» **MATERIAL TO PROCESS**
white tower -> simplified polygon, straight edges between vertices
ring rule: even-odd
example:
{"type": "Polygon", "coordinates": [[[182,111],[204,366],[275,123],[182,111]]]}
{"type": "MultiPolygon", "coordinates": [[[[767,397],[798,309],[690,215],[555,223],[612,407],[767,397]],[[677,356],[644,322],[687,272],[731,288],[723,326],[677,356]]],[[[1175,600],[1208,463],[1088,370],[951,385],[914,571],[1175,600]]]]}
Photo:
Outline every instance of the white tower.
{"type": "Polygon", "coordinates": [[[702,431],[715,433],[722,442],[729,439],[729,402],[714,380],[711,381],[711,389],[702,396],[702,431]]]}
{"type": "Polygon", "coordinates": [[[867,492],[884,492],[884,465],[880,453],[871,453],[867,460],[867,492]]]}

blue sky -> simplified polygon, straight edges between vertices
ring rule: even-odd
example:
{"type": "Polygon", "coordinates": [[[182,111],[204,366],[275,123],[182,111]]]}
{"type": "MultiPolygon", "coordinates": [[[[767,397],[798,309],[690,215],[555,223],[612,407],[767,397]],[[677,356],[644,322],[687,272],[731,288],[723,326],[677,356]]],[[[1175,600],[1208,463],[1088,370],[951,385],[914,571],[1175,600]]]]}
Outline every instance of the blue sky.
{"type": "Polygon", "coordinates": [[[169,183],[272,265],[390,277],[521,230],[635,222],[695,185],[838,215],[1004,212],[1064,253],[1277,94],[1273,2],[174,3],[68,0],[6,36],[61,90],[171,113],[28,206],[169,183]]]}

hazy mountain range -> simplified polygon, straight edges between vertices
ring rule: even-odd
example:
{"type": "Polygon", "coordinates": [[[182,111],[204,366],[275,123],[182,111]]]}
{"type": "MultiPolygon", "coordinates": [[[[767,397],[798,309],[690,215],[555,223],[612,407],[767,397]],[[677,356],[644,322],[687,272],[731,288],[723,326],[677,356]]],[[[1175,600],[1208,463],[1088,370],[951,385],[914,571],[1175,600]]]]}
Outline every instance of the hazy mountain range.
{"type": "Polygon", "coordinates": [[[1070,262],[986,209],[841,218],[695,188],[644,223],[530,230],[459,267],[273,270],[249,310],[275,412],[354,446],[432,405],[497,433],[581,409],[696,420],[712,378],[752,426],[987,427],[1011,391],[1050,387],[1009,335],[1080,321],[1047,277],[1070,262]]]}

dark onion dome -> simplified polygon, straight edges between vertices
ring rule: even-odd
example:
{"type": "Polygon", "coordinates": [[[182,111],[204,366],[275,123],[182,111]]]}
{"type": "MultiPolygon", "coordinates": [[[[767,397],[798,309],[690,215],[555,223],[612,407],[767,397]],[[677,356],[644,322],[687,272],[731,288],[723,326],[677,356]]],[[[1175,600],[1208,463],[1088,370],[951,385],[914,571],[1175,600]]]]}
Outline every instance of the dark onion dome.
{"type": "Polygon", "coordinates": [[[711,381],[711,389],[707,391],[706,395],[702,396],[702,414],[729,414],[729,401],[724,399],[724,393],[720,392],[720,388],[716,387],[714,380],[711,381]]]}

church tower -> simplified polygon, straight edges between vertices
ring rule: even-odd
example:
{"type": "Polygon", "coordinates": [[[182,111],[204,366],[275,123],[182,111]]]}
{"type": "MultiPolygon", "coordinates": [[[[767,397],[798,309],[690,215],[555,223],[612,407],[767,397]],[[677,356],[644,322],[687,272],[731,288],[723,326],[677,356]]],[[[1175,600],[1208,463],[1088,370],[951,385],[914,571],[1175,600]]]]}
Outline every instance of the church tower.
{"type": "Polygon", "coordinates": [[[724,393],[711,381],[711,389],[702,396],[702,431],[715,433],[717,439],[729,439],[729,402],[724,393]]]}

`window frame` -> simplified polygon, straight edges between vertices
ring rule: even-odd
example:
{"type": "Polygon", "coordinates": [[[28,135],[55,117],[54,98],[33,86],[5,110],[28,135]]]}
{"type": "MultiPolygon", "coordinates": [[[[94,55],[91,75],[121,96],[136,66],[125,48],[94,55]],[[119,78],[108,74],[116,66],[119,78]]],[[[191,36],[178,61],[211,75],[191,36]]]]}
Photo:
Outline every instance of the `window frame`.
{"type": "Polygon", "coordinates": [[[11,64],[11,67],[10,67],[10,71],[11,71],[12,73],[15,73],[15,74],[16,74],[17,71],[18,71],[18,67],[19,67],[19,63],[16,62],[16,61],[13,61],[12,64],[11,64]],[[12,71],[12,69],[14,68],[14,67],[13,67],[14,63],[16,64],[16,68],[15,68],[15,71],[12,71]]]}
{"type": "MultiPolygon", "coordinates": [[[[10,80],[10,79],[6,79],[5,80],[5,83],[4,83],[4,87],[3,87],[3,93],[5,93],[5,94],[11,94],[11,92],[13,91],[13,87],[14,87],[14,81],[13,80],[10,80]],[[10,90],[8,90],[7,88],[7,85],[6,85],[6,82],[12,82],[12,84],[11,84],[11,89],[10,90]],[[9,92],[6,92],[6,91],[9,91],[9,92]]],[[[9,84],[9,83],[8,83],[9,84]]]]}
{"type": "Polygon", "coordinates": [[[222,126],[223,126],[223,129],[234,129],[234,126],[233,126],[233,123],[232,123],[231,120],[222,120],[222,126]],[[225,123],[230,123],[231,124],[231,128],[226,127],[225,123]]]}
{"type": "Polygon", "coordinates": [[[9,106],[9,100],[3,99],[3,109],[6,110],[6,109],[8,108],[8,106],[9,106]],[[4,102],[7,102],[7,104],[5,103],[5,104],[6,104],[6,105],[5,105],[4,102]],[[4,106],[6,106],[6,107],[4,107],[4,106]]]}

» **ABOUT THIS EXERCISE**
Every record is to be repeated exactly as it stands above.

» **RESULT OF THE EXERCISE**
white tower -> simplified polygon, straight edges between vertices
ring rule: even-odd
example:
{"type": "Polygon", "coordinates": [[[182,111],[204,366],[275,123],[182,111]]]}
{"type": "MultiPolygon", "coordinates": [[[[767,397],[798,309],[690,215],[555,223],[612,407],[767,397]],[[677,356],[644,322],[687,272],[731,288],[723,326],[677,356]]],[[[1175,600],[1208,463],[1088,370],[951,385],[914,571],[1175,600]]]]}
Photo:
Outline every instance of the white tower.
{"type": "Polygon", "coordinates": [[[702,431],[715,433],[722,442],[729,439],[729,402],[714,380],[711,381],[711,389],[702,396],[702,431]]]}
{"type": "Polygon", "coordinates": [[[867,492],[884,492],[884,465],[880,453],[871,453],[867,460],[867,492]]]}

blue sky -> simplified polygon, straight edges between vertices
ring rule: even-odd
example:
{"type": "Polygon", "coordinates": [[[182,111],[204,366],[275,123],[182,111]]]}
{"type": "MultiPolygon", "coordinates": [[[[767,397],[798,309],[690,215],[555,223],[612,407],[767,397]],[[677,356],[644,322],[687,272],[731,288],[723,326],[677,356]]],[[[1175,600],[1208,463],[1088,370],[951,385],[914,571],[1175,600]]]]}
Outline every instance of the blue sky.
{"type": "Polygon", "coordinates": [[[169,183],[272,265],[390,277],[521,230],[635,222],[695,185],[838,215],[1004,212],[1064,253],[1277,94],[1273,2],[174,3],[68,0],[6,36],[61,90],[171,113],[28,206],[169,183]]]}

hazy mountain range -> simplified polygon, straight edges between vertices
ring rule: even-odd
example:
{"type": "Polygon", "coordinates": [[[182,111],[204,366],[275,123],[182,111]]]}
{"type": "MultiPolygon", "coordinates": [[[[767,397],[798,309],[690,215],[555,223],[612,407],[767,397]],[[677,356],[644,322],[687,272],[731,288],[723,326],[677,356]]],[[[1175,600],[1208,463],[1088,370],[951,385],[914,571],[1175,600]]]]}
Outline every instance of the hazy mountain range.
{"type": "Polygon", "coordinates": [[[1070,262],[986,209],[841,218],[695,188],[644,223],[530,230],[459,267],[273,270],[249,310],[275,412],[354,446],[432,405],[497,433],[581,409],[696,420],[712,378],[752,426],[987,427],[1011,391],[1050,387],[1009,335],[1080,321],[1047,277],[1070,262]]]}

dark onion dome -> simplified polygon, straight edges between vertices
ring rule: even-odd
example:
{"type": "Polygon", "coordinates": [[[182,111],[204,366],[275,123],[182,111]]]}
{"type": "MultiPolygon", "coordinates": [[[[767,397],[798,309],[690,215],[555,223],[612,407],[767,397]],[[677,356],[644,322],[687,272],[731,288],[723,326],[677,356]]],[[[1175,600],[1208,463],[1088,370],[951,385],[914,571],[1175,600]]]]}
Outline every instance of the dark onion dome.
{"type": "Polygon", "coordinates": [[[711,381],[711,389],[707,391],[706,395],[702,396],[702,414],[729,414],[729,401],[724,399],[724,393],[720,392],[720,388],[716,387],[714,380],[711,381]]]}

church tower -> simplified polygon, straight edges between vertices
ring rule: even-odd
example:
{"type": "Polygon", "coordinates": [[[182,111],[204,366],[275,123],[182,111]]]}
{"type": "MultiPolygon", "coordinates": [[[[767,397],[798,309],[690,215],[555,223],[612,407],[767,397]],[[677,356],[644,322],[687,272],[731,288],[723,326],[677,356]]],[[[1175,600],[1208,463],[1088,370],[951,385],[914,571],[1175,600]]]]}
Outline every instance of the church tower.
{"type": "Polygon", "coordinates": [[[724,393],[711,381],[711,389],[702,396],[702,431],[715,433],[717,439],[729,439],[729,402],[724,393]]]}

`window frame` -> simplified polygon, straight edges between vertices
ring rule: even-odd
example:
{"type": "Polygon", "coordinates": [[[28,135],[55,117],[54,98],[33,86],[5,110],[28,135]]]}
{"type": "MultiPolygon", "coordinates": [[[[94,55],[91,75],[121,96],[136,66],[125,48],[94,55]],[[119,78],[108,74],[116,66],[119,78]]],[[[191,36],[178,61],[211,75],[191,36]]]]}
Photo:
Outline every instance of the `window frame`.
{"type": "Polygon", "coordinates": [[[11,64],[11,67],[10,67],[10,71],[11,71],[12,73],[15,73],[15,74],[16,74],[17,71],[18,71],[18,67],[19,67],[19,63],[16,62],[16,61],[13,61],[12,64],[11,64]],[[12,71],[12,69],[14,68],[14,67],[13,67],[14,63],[16,64],[16,68],[15,68],[15,71],[12,71]]]}
{"type": "MultiPolygon", "coordinates": [[[[10,80],[10,79],[6,79],[5,80],[5,83],[4,83],[4,87],[3,87],[3,93],[5,93],[5,94],[11,94],[11,92],[13,91],[13,87],[14,87],[14,81],[13,80],[10,80]],[[10,90],[8,90],[7,88],[7,85],[6,85],[6,82],[12,82],[12,84],[11,84],[11,89],[10,90]],[[9,92],[6,92],[6,91],[9,91],[9,92]]],[[[9,84],[9,83],[8,83],[9,84]]]]}
{"type": "Polygon", "coordinates": [[[222,126],[223,126],[223,129],[234,129],[234,126],[233,126],[233,123],[232,123],[231,120],[222,120],[222,126]],[[225,123],[230,123],[231,124],[231,128],[226,127],[225,123]]]}
{"type": "Polygon", "coordinates": [[[9,106],[9,100],[3,99],[3,109],[6,110],[6,109],[8,108],[8,106],[9,106]],[[4,102],[7,102],[7,104],[5,103],[5,104],[6,104],[6,105],[5,105],[4,102]],[[4,106],[6,106],[6,107],[4,107],[4,106]]]}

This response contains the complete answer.